*STATED GOAL*
List every line in the listing below that contains the string "green". Matches are case-sensitive.

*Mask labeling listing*
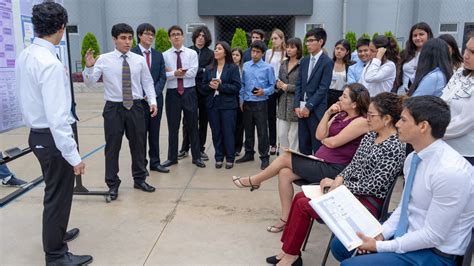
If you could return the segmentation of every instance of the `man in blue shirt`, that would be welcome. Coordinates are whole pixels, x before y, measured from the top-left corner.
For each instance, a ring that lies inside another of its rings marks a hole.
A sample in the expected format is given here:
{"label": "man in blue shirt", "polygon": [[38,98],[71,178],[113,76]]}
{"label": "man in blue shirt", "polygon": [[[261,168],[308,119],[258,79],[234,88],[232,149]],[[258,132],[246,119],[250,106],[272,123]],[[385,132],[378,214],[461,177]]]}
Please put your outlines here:
{"label": "man in blue shirt", "polygon": [[347,71],[347,83],[359,82],[365,64],[370,60],[369,44],[369,39],[361,37],[357,40],[356,48],[357,57],[359,60],[357,60],[355,64],[349,67],[349,70]]}
{"label": "man in blue shirt", "polygon": [[257,127],[258,152],[262,161],[260,169],[263,170],[269,164],[267,100],[274,91],[275,74],[273,67],[262,60],[265,53],[264,42],[255,41],[250,45],[250,49],[252,60],[244,64],[240,89],[240,108],[245,128],[245,155],[235,163],[254,160],[255,127]]}

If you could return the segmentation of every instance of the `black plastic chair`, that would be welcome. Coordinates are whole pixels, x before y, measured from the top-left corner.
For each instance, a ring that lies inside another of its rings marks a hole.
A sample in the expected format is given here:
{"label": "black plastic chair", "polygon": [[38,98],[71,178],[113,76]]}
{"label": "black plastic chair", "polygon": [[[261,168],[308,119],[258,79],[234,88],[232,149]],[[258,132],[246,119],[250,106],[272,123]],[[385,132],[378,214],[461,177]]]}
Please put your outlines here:
{"label": "black plastic chair", "polygon": [[[392,185],[390,186],[390,188],[387,192],[387,196],[385,197],[382,206],[380,206],[380,205],[377,206],[378,204],[376,204],[375,201],[370,202],[372,205],[377,207],[377,209],[378,209],[377,217],[379,218],[379,221],[381,223],[385,222],[388,219],[388,217],[390,216],[389,213],[388,213],[388,207],[390,206],[390,199],[392,198],[392,193],[393,193],[393,190],[395,188],[395,185],[397,184],[397,180],[398,180],[398,177],[393,181]],[[293,183],[295,185],[298,185],[298,186],[310,184],[309,182],[307,182],[303,179],[295,180],[295,181],[293,181]],[[321,219],[317,219],[316,221],[319,224],[324,224],[324,221],[321,220]],[[303,243],[303,248],[301,249],[302,251],[305,251],[305,249],[306,249],[306,244],[308,243],[309,235],[311,234],[313,224],[314,224],[314,219],[311,219],[311,224],[309,225],[308,233],[306,234],[306,237],[305,237],[305,240],[304,240],[304,243]],[[321,265],[323,265],[323,266],[326,265],[326,261],[327,261],[328,256],[329,256],[329,251],[331,250],[331,240],[333,238],[334,238],[334,234],[331,234],[331,238],[329,239],[328,245],[326,247],[326,251],[324,252],[323,261],[321,262]]]}

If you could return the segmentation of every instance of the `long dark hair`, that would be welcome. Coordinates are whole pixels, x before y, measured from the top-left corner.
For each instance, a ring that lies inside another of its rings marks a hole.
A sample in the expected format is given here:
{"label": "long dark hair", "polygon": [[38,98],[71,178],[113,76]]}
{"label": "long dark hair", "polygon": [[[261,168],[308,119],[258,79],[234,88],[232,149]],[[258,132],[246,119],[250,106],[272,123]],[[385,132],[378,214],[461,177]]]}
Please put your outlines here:
{"label": "long dark hair", "polygon": [[[239,54],[240,54],[240,61],[239,61],[239,68],[242,69],[242,65],[244,64],[244,52],[242,51],[242,49],[240,47],[235,47],[234,49],[232,49],[231,53],[230,53],[230,56],[232,56],[232,54],[237,51]],[[232,59],[232,62],[234,62],[234,59]]]}
{"label": "long dark hair", "polygon": [[[234,64],[234,60],[232,59],[232,51],[230,50],[230,45],[225,41],[218,41],[218,42],[216,42],[216,45],[214,46],[214,50],[218,45],[220,45],[220,46],[222,46],[222,48],[224,48],[225,63],[226,64]],[[216,58],[214,58],[214,61],[212,63],[212,69],[214,69],[214,68],[217,68]]]}
{"label": "long dark hair", "polygon": [[422,30],[428,34],[428,40],[433,38],[433,32],[431,31],[430,25],[425,22],[419,22],[413,25],[410,29],[410,34],[408,40],[405,43],[405,50],[400,53],[400,63],[398,64],[397,78],[393,83],[394,90],[398,89],[403,83],[403,64],[409,62],[415,57],[416,54],[416,45],[413,42],[413,32],[415,30]]}
{"label": "long dark hair", "polygon": [[461,53],[459,52],[459,47],[454,37],[451,34],[441,34],[438,36],[438,38],[445,41],[448,46],[451,47],[451,64],[453,64],[453,67],[455,69],[460,68],[463,62],[463,58]]}
{"label": "long dark hair", "polygon": [[443,72],[446,81],[453,75],[448,45],[445,41],[438,38],[428,40],[423,45],[418,65],[416,66],[415,80],[407,94],[411,96],[418,88],[418,85],[420,85],[421,80],[437,67]]}
{"label": "long dark hair", "polygon": [[345,39],[341,39],[341,40],[336,42],[336,44],[334,45],[334,51],[332,53],[332,61],[334,61],[334,62],[336,62],[336,46],[338,46],[339,44],[342,45],[342,47],[344,47],[347,50],[347,54],[344,55],[344,57],[342,58],[342,62],[344,62],[344,65],[346,67],[346,72],[347,72],[349,66],[352,65],[351,44]]}
{"label": "long dark hair", "polygon": [[388,38],[385,35],[377,35],[377,37],[372,40],[372,43],[377,49],[381,47],[387,49],[382,58],[382,64],[385,63],[387,59],[395,64],[398,63],[399,57],[397,51],[397,41],[395,39],[392,37]]}

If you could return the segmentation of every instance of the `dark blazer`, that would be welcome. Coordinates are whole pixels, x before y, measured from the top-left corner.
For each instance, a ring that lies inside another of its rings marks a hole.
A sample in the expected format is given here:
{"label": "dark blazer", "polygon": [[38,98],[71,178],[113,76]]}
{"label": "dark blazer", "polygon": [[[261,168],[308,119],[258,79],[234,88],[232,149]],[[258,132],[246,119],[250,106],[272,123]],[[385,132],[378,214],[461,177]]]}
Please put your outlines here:
{"label": "dark blazer", "polygon": [[334,62],[326,54],[321,54],[308,79],[310,57],[301,59],[300,73],[296,80],[294,108],[300,107],[300,101],[306,92],[306,108],[321,119],[327,109],[327,92],[332,79]]}
{"label": "dark blazer", "polygon": [[[160,101],[161,105],[163,106],[163,88],[165,87],[166,83],[166,71],[165,71],[165,60],[163,59],[163,54],[155,49],[151,48],[151,77],[153,78],[153,82],[155,84],[155,93],[156,98]],[[140,50],[140,46],[135,46],[130,50],[133,53],[139,54],[143,57],[145,55]],[[158,104],[160,104],[158,103]]]}
{"label": "dark blazer", "polygon": [[219,95],[214,96],[215,90],[209,83],[216,77],[217,67],[208,67],[204,72],[202,87],[207,95],[207,107],[217,109],[234,109],[239,107],[240,72],[236,64],[225,64],[221,73],[221,84],[217,89]]}

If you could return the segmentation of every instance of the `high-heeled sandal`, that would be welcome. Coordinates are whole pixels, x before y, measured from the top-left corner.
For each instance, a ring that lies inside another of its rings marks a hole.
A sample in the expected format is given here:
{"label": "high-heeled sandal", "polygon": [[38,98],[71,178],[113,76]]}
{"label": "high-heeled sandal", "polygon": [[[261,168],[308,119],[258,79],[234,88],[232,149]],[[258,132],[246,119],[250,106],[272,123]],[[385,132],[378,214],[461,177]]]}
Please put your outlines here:
{"label": "high-heeled sandal", "polygon": [[282,226],[271,225],[271,226],[267,227],[267,231],[270,232],[270,233],[280,233],[281,231],[283,231],[283,229],[285,229],[285,226],[286,226],[286,221],[281,219],[281,218],[280,218],[280,221],[283,222]]}
{"label": "high-heeled sandal", "polygon": [[254,185],[252,184],[252,179],[250,178],[250,176],[248,177],[249,178],[249,184],[250,185],[245,185],[243,184],[240,179],[242,177],[245,177],[245,176],[233,176],[232,177],[232,182],[234,182],[234,185],[236,185],[237,187],[239,188],[244,188],[244,187],[249,187],[250,188],[250,191],[254,191],[255,189],[258,189],[260,188],[260,185]]}

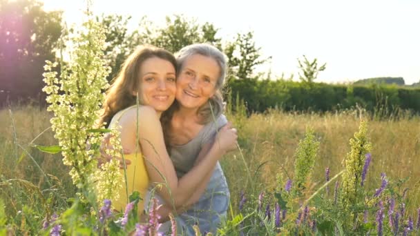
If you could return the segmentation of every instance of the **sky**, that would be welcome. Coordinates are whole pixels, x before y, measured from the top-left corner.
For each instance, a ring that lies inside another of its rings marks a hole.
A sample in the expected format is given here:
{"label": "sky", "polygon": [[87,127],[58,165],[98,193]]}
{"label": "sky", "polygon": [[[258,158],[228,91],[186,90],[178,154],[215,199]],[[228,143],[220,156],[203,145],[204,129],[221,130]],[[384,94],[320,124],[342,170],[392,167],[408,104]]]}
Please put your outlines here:
{"label": "sky", "polygon": [[[44,0],[46,10],[63,10],[77,23],[84,0]],[[298,58],[326,63],[318,81],[346,83],[379,77],[420,81],[420,0],[96,0],[94,14],[131,15],[129,27],[146,16],[162,26],[166,16],[182,14],[212,23],[216,35],[233,40],[250,30],[263,57],[259,68],[298,79]]]}

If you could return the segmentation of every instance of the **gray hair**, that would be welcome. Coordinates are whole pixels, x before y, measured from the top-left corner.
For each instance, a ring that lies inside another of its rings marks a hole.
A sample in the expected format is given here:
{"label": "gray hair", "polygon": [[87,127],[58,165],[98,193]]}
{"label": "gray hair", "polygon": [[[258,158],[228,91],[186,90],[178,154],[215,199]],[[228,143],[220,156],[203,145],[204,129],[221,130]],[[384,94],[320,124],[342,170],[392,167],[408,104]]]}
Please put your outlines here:
{"label": "gray hair", "polygon": [[187,46],[175,54],[178,75],[182,71],[185,61],[189,57],[195,55],[212,58],[217,62],[220,69],[219,77],[215,85],[214,95],[209,99],[208,103],[202,106],[197,111],[197,113],[203,117],[203,124],[207,124],[211,121],[213,117],[218,117],[223,110],[223,97],[221,88],[227,70],[227,57],[216,47],[209,43],[195,43]]}

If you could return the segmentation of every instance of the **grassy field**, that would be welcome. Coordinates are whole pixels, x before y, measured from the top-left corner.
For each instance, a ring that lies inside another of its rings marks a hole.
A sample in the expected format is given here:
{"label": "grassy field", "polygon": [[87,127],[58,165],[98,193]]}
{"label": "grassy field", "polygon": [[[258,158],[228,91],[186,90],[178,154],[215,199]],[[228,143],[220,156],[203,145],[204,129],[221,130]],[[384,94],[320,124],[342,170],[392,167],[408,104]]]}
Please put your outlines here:
{"label": "grassy field", "polygon": [[[294,154],[307,128],[314,130],[320,141],[313,187],[323,184],[327,167],[332,175],[343,168],[343,160],[350,151],[349,139],[365,115],[358,111],[318,115],[272,110],[249,117],[229,116],[239,130],[240,150],[229,154],[221,162],[231,190],[233,211],[237,211],[241,190],[256,196],[276,187],[278,174],[293,177]],[[41,224],[42,219],[36,217],[36,213],[66,208],[66,199],[75,193],[60,155],[31,148],[31,144],[57,144],[48,129],[50,117],[44,110],[33,106],[0,110],[0,199],[6,206],[6,215],[21,226]],[[407,209],[413,215],[420,206],[419,124],[419,117],[368,120],[373,148],[368,188],[379,187],[381,173],[394,182],[408,177],[401,192],[409,188]],[[26,220],[19,218],[22,212],[26,214]]]}

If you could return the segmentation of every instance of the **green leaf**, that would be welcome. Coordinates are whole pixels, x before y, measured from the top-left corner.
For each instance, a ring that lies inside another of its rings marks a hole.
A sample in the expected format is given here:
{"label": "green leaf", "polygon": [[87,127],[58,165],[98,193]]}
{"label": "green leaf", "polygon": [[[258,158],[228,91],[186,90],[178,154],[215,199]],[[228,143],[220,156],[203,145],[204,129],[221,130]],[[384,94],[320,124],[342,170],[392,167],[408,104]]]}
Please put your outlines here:
{"label": "green leaf", "polygon": [[92,128],[87,130],[89,132],[101,132],[106,133],[110,132],[111,130],[108,128]]}
{"label": "green leaf", "polygon": [[34,148],[37,148],[39,150],[50,154],[56,154],[61,151],[61,148],[58,146],[40,146],[33,145]]}
{"label": "green leaf", "polygon": [[325,220],[316,224],[316,228],[324,235],[327,235],[331,232],[334,232],[334,224],[332,222]]}

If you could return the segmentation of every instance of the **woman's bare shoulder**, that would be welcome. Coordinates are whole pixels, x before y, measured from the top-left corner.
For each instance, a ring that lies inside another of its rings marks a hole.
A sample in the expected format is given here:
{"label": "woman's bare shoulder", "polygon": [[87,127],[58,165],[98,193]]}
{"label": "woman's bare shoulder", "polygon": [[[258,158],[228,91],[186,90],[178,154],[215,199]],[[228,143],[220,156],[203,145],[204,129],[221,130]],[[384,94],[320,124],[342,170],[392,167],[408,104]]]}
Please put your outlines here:
{"label": "woman's bare shoulder", "polygon": [[[122,117],[122,121],[139,125],[150,124],[159,121],[156,110],[149,106],[134,106],[130,108]],[[137,121],[137,122],[136,122]]]}

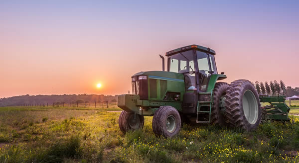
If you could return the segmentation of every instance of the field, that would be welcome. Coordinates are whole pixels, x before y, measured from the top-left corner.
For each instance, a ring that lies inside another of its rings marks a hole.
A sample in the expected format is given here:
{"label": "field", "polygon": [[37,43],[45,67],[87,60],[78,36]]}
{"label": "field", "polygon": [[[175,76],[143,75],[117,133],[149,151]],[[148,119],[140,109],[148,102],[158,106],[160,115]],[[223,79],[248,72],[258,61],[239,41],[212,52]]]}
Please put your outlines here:
{"label": "field", "polygon": [[0,163],[299,162],[295,116],[290,123],[267,122],[252,133],[184,125],[178,136],[165,139],[154,135],[147,117],[143,130],[124,135],[120,110],[0,108]]}

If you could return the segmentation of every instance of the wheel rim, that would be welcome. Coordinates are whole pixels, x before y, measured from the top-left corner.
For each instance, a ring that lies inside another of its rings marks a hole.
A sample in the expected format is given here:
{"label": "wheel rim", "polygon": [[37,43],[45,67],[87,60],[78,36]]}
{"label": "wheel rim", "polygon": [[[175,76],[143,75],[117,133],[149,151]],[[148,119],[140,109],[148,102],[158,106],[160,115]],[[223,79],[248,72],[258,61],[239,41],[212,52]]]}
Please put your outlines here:
{"label": "wheel rim", "polygon": [[251,124],[255,124],[259,116],[259,107],[255,95],[250,90],[247,90],[244,92],[243,108],[247,121]]}
{"label": "wheel rim", "polygon": [[137,129],[139,127],[140,119],[139,116],[136,115],[136,118],[134,119],[134,115],[132,115],[129,117],[129,125],[131,129]]}
{"label": "wheel rim", "polygon": [[171,133],[174,132],[176,128],[176,121],[173,115],[169,115],[166,120],[166,129],[167,131]]}

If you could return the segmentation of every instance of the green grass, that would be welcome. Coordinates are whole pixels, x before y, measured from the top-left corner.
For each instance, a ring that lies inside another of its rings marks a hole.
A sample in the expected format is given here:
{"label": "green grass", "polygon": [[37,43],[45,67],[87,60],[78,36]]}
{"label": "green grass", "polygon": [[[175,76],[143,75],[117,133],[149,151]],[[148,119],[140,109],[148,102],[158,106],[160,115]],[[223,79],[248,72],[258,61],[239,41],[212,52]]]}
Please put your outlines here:
{"label": "green grass", "polygon": [[151,117],[143,130],[124,135],[120,112],[101,109],[0,108],[0,163],[299,162],[294,116],[291,123],[268,122],[251,133],[184,125],[177,137],[165,139],[153,134]]}

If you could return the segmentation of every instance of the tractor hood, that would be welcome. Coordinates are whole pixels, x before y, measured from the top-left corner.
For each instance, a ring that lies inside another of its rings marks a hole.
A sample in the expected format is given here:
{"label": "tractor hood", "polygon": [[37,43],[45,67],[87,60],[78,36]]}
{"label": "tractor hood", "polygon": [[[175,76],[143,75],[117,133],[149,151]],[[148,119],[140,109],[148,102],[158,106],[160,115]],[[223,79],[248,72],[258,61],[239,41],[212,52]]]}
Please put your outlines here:
{"label": "tractor hood", "polygon": [[138,78],[141,76],[147,76],[149,78],[184,82],[184,75],[182,74],[161,71],[141,72],[134,74],[132,77]]}

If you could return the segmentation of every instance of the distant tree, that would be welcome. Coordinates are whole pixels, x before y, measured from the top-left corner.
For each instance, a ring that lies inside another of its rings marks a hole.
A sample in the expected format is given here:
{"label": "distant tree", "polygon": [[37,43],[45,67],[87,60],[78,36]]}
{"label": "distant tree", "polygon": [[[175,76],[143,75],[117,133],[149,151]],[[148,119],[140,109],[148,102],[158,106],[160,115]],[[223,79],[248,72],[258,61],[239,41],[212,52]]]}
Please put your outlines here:
{"label": "distant tree", "polygon": [[256,88],[257,89],[257,91],[258,91],[258,93],[261,93],[261,88],[260,87],[260,83],[259,83],[259,82],[256,81],[255,85]]}
{"label": "distant tree", "polygon": [[272,91],[272,95],[274,95],[276,92],[276,88],[275,84],[272,81],[270,81],[270,88],[271,88],[271,91]]}
{"label": "distant tree", "polygon": [[279,83],[277,82],[277,81],[276,81],[276,80],[274,81],[274,83],[275,86],[275,90],[276,90],[277,95],[279,95],[281,93],[280,85],[279,85]]}
{"label": "distant tree", "polygon": [[82,99],[78,99],[76,101],[76,103],[84,103],[84,101],[83,101]]}
{"label": "distant tree", "polygon": [[266,94],[266,89],[265,88],[265,85],[263,82],[261,82],[260,83],[260,85],[261,86],[261,90],[262,90],[262,93],[264,95]]}
{"label": "distant tree", "polygon": [[282,88],[282,90],[283,90],[283,95],[285,95],[286,94],[286,85],[283,82],[283,81],[280,81],[281,87]]}
{"label": "distant tree", "polygon": [[268,84],[268,82],[265,82],[265,87],[266,88],[266,90],[267,90],[267,93],[268,95],[270,95],[271,94],[271,89],[270,89],[270,86],[269,86],[269,84]]}

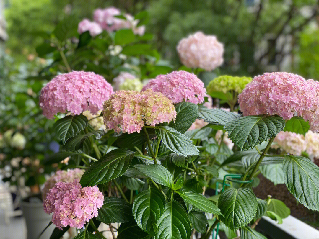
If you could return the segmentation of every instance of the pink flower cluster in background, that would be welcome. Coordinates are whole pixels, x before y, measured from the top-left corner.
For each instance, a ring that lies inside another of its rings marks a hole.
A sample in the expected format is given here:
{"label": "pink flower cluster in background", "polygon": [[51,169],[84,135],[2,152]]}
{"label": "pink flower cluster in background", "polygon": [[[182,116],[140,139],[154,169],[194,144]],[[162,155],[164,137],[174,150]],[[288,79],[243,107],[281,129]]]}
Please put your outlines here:
{"label": "pink flower cluster in background", "polygon": [[44,211],[53,213],[52,221],[60,229],[70,226],[80,228],[98,215],[103,194],[96,186],[83,188],[79,179],[59,182],[50,190],[43,202]]}
{"label": "pink flower cluster in background", "polygon": [[182,63],[188,67],[210,71],[224,62],[224,45],[215,36],[198,32],[182,39],[177,47]]}
{"label": "pink flower cluster in background", "polygon": [[78,32],[79,34],[82,34],[88,31],[90,33],[90,34],[94,37],[101,33],[103,29],[97,23],[91,22],[88,19],[85,18],[79,23],[78,26]]}
{"label": "pink flower cluster in background", "polygon": [[319,131],[319,82],[287,72],[256,76],[239,96],[244,115],[277,114],[289,120],[296,113]]}
{"label": "pink flower cluster in background", "polygon": [[72,71],[57,76],[42,89],[40,106],[48,119],[67,112],[76,115],[89,110],[95,114],[113,92],[112,86],[100,76]]}
{"label": "pink flower cluster in background", "polygon": [[84,169],[74,169],[67,170],[59,170],[51,176],[44,184],[44,187],[42,190],[44,199],[47,197],[47,194],[49,190],[54,186],[58,182],[70,183],[75,179],[79,179],[84,173]]}
{"label": "pink flower cluster in background", "polygon": [[107,128],[129,134],[139,133],[145,123],[154,126],[176,117],[172,101],[161,93],[150,89],[142,92],[116,91],[104,103],[103,114]]}
{"label": "pink flower cluster in background", "polygon": [[280,148],[296,156],[305,152],[311,157],[319,158],[319,133],[309,130],[304,136],[292,132],[281,131],[275,138],[271,148]]}
{"label": "pink flower cluster in background", "polygon": [[113,79],[113,84],[114,90],[118,91],[120,89],[120,86],[125,82],[128,79],[136,79],[137,77],[130,73],[126,71],[121,71],[118,75]]}
{"label": "pink flower cluster in background", "polygon": [[204,83],[196,75],[184,70],[158,76],[145,85],[142,91],[148,89],[160,92],[174,103],[185,100],[201,104],[206,95]]}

*ANSWER TO THIS EXERCISE*
If you could return the segmentation of every instance of the **green leaf**, that would be welcome. Coordinates are whole pixels, x before y, measured from the top-left corner.
{"label": "green leaf", "polygon": [[87,127],[58,165],[98,193]]}
{"label": "green leaf", "polygon": [[[258,158],[228,91],[186,90],[178,154],[215,199]],[[228,143],[220,156],[203,145],[204,129],[221,130]],[[384,94],[320,124],[342,170],[392,167],[408,104]]]}
{"label": "green leaf", "polygon": [[92,128],[87,130],[89,132],[101,132],[106,133],[110,132],[111,130],[108,128]]}
{"label": "green leaf", "polygon": [[34,148],[37,148],[39,150],[50,154],[56,154],[61,151],[61,148],[58,146],[40,146],[33,145]]}
{"label": "green leaf", "polygon": [[325,220],[316,224],[316,228],[324,235],[327,235],[331,232],[334,232],[334,224],[332,222]]}
If you could return the segmentation of every instance of the green grass, that would be welcome. Coordinates are whole pixels, x before y, measured from the top-left corner.
{"label": "green grass", "polygon": [[37,43],[45,67],[87,60],[78,36]]}
{"label": "green grass", "polygon": [[[175,76],[143,75],[117,133],[149,151]],[[148,119],[140,109],[148,102],[158,106],[160,115]],[[223,79],[248,72],[258,61],[239,41],[212,52]]]}
{"label": "green grass", "polygon": [[151,117],[143,130],[124,135],[120,112],[101,109],[0,108],[0,163],[299,162],[294,116],[291,123],[268,122],[251,133],[184,125],[177,137],[165,139],[153,134]]}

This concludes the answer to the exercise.